ИСХОДНЫЙ ТЕКСТ:
++++++

«Кинотавр»-2017. All you need is love
- №5/6, май-июнь
- Игорь Сукманов
Один из смыслообразующих эпизодов «Кинотавра» выпал на его закрытие. Это была церемония, которая тонула в овациях, была щедра на улыбки, комплименты, похвалы. Это был праздник, сбивающий с ног отчаянной восторженностью, торжеством момента, окутанный какой-то невиданной доселе волной доброжелательности. Все было прекрасно, и все были прекрасны и красноречивы. И те, кто выходил на сцену вручать призы; и их счастливые обладатели; и публика, готовая проникнуться чужой радостью и рукоплескать не жалея сил. Почти недостижимая эйфория счастья цехового братства, способного жить по заповеди «Возлюби ближнего твоего, как самого себя».
Этому единому в радости порыву вторили решения жюри, которые, казалось, были нацелены всем сделать хорошо – угодить волкам и сохранить овец. Опять-таки проявить любовь и милость к гласным фаворитам, не углубляясь в тонкости и нюансы и придерживаясь правила золотой середины. Если «арт», то человечный; если «поп», то с акцентом на оригинальность. Разумеется, далеко не все оценки жюри оправдывали ожидания, но они не претендовали на исключительность. За этими решениями не стоило искать важные творческие концепты, кроме одного: в победители выходят те, кого любят. Ибо декларируемая любовь – это единственная возможность сохранить иллюзию комфорта в искривленном мире.

++++++

БЛОК ДАННЫХ:

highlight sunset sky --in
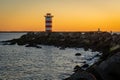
[0,0,120,31]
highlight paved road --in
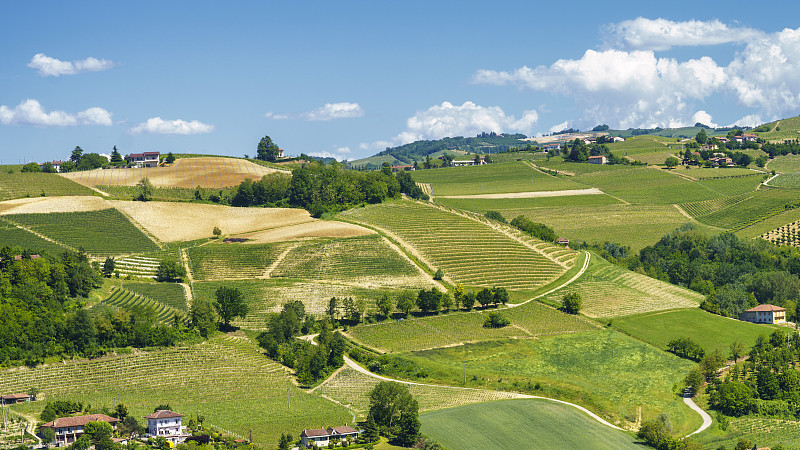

++++++

ЗАДАНИЕ A:
Ответьте на вопросы по исходному тексту:
(i) Кто указан автором?
(ii) На какую часть «Кинотавра» выпал один из смыслообразующих эпизодов?
(iii) Какого правила, по словам автора, придерживалось жюри?
ЗАДАНИЕ B: Пожалуйста, переведите на английский язык предложение из исходного текста: «Ибо декларируемая любовь – это единственная возможность сохранить иллюзию комфорта в искривленном мире.»

ПОЛНЫЙ ОТВЕТ A:
(i) Игорь Сукманов.
(ii) На его закрытие.
(iii) Правила золотой середины.

ПОЛНЫЙ ОТВЕТ B: For declared love is the only way to preserve the illusion of comfort in a warped world.